### Task instructions
Copy out the part of the records below that opens with the line containing "Locate every loader step" and closes with the line containing "175, 98, 189, 147", including both of those lines.

Stored data
((

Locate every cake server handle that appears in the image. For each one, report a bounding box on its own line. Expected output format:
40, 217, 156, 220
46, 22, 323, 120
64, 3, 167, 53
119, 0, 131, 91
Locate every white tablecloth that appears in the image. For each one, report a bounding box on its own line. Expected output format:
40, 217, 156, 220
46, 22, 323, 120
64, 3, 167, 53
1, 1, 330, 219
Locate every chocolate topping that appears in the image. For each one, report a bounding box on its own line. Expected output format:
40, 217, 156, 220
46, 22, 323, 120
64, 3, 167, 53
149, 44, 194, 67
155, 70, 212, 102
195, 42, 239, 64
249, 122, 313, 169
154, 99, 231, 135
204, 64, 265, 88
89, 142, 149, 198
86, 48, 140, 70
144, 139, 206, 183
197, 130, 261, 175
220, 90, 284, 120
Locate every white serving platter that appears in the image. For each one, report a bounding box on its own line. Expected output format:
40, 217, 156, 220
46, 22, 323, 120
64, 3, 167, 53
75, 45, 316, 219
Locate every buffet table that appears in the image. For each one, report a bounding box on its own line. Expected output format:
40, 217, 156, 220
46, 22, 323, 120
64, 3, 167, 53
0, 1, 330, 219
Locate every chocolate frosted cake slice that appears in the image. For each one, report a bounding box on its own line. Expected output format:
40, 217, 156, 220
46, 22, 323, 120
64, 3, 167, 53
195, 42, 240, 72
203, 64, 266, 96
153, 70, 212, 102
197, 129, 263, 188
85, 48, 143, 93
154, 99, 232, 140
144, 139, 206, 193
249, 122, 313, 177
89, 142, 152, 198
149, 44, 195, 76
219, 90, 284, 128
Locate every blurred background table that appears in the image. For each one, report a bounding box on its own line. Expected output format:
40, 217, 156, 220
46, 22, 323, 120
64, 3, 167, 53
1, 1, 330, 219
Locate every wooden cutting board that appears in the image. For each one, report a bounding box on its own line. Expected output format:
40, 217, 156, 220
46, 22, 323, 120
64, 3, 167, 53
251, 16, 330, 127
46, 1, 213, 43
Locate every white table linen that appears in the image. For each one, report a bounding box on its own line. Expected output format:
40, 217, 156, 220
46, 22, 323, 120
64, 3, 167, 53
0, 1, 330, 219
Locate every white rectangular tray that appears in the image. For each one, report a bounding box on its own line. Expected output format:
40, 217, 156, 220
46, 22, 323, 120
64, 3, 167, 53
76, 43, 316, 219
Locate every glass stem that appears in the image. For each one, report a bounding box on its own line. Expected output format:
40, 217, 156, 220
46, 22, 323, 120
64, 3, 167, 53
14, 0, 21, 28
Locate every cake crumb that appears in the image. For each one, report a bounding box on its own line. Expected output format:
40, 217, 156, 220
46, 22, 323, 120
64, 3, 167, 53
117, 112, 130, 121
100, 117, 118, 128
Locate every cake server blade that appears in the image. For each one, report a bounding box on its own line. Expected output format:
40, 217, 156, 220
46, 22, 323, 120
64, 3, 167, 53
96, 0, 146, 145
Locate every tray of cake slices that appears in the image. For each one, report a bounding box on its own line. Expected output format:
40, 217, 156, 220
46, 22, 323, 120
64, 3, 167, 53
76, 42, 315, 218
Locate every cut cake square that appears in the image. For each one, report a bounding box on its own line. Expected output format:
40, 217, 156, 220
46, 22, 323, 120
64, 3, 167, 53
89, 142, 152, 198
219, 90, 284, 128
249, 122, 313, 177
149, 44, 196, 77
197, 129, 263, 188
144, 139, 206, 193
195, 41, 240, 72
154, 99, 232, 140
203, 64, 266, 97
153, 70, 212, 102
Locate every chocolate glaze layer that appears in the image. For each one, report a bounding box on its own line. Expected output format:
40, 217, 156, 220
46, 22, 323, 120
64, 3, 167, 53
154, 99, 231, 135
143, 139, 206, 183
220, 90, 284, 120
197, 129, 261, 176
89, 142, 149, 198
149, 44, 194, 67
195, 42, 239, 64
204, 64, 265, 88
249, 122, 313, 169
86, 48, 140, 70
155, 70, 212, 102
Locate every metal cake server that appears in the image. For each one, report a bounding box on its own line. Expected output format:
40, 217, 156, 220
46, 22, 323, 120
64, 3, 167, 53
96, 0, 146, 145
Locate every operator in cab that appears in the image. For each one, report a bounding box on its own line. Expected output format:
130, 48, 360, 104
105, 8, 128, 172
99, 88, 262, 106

))
((

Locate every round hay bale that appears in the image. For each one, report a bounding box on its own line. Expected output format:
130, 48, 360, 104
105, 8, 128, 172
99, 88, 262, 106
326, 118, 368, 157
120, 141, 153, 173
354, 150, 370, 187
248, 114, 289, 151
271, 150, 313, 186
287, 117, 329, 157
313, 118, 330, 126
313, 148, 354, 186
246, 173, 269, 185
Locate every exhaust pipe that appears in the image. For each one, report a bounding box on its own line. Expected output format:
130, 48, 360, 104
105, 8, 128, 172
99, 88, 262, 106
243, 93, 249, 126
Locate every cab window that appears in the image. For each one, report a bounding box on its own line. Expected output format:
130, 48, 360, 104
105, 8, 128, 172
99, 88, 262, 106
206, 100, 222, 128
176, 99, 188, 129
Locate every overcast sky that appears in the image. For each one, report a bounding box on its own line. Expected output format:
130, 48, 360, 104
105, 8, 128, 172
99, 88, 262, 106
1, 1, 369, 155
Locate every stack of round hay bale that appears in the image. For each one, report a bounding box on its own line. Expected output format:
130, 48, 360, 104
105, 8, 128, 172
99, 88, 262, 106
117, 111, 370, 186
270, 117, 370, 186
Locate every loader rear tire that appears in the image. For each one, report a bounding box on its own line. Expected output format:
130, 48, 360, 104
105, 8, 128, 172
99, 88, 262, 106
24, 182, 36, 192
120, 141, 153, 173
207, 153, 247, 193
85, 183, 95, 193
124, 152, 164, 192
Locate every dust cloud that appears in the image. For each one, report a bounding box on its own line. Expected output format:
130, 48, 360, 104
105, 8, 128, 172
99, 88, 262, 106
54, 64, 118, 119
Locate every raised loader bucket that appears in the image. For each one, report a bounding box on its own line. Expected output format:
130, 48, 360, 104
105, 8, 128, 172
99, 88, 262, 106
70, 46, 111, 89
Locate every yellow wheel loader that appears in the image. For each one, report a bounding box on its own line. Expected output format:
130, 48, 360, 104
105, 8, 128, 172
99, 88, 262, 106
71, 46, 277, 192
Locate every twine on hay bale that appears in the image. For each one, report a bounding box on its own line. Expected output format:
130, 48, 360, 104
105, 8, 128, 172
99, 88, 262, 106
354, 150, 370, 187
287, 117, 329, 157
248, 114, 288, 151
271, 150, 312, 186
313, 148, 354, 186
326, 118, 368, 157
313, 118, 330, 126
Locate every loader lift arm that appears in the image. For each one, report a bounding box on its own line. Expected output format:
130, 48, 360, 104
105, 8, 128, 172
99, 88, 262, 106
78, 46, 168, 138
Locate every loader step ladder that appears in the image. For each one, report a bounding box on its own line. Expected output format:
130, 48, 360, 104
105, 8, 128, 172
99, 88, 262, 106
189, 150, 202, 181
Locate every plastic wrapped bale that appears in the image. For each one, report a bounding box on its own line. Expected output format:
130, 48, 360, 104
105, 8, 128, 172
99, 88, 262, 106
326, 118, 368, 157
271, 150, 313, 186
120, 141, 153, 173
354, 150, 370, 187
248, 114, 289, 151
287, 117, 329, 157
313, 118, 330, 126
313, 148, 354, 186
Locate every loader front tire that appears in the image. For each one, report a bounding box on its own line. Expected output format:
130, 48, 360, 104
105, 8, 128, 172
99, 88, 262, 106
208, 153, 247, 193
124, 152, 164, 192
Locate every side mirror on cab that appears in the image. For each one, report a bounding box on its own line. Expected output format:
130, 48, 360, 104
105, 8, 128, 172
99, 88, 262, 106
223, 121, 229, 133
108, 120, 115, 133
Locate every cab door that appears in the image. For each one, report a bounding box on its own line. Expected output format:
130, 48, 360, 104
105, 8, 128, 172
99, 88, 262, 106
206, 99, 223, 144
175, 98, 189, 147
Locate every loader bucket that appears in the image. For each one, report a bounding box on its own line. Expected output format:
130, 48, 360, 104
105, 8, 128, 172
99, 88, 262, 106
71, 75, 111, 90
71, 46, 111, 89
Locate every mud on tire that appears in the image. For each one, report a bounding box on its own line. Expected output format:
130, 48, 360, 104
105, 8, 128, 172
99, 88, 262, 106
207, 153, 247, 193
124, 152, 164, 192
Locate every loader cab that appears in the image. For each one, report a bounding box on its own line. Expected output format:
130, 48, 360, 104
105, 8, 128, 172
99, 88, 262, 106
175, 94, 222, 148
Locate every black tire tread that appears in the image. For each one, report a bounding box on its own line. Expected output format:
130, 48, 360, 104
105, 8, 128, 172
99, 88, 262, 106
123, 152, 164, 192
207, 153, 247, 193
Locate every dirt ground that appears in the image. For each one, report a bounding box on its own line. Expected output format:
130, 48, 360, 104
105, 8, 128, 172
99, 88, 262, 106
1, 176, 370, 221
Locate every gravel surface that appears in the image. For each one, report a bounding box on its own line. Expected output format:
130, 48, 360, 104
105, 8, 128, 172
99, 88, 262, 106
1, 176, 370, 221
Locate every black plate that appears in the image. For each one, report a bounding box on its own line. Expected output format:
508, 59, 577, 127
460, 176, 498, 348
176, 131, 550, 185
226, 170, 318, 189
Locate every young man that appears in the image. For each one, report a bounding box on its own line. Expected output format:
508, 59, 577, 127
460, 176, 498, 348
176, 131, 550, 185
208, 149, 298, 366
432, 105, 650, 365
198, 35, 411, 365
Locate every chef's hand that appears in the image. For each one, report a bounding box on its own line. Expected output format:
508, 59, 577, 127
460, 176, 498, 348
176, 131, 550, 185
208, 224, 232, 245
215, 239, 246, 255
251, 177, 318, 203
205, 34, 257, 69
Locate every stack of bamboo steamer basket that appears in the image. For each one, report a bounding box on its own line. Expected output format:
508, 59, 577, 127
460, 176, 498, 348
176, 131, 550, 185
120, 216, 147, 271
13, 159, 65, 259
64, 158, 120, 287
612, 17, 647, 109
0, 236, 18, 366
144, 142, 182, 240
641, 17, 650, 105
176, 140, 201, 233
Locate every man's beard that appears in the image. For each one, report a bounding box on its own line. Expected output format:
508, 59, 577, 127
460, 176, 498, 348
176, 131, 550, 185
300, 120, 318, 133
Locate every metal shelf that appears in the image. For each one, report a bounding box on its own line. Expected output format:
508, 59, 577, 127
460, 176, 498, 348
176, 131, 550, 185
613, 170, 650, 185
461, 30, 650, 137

))

### Output below
Locate every loader step ladder that appears in the image. For each one, report a bounding box on its own line. Expected output format:
130, 48, 360, 104
105, 8, 128, 172
99, 88, 262, 106
189, 150, 202, 181
Locate every plastic wrapped bale that appears in the image. For each one, report a bounding box on its own line. Expected output format:
130, 48, 360, 104
105, 8, 128, 172
99, 88, 262, 106
326, 118, 368, 157
271, 150, 313, 186
120, 141, 153, 173
354, 150, 370, 187
248, 114, 289, 151
287, 117, 329, 157
313, 118, 330, 126
313, 148, 354, 186
Locate every loader front tire that appears in the image. For each one, report a bounding box on its own line. Expected output format:
130, 48, 360, 104
105, 8, 128, 172
99, 88, 262, 106
208, 153, 247, 193
124, 152, 164, 192
Locate every side mirror on cab that appears in the image. For each one, report a bounding box on its own line. Expected output format:
130, 48, 360, 104
105, 8, 128, 172
99, 88, 262, 106
223, 121, 229, 133
108, 120, 115, 133
Locate every cab door that appears in the image. For each one, report a bounding box on its own line. Expected output format:
130, 48, 360, 104
105, 8, 128, 172
99, 88, 262, 106
206, 99, 223, 144
175, 98, 189, 147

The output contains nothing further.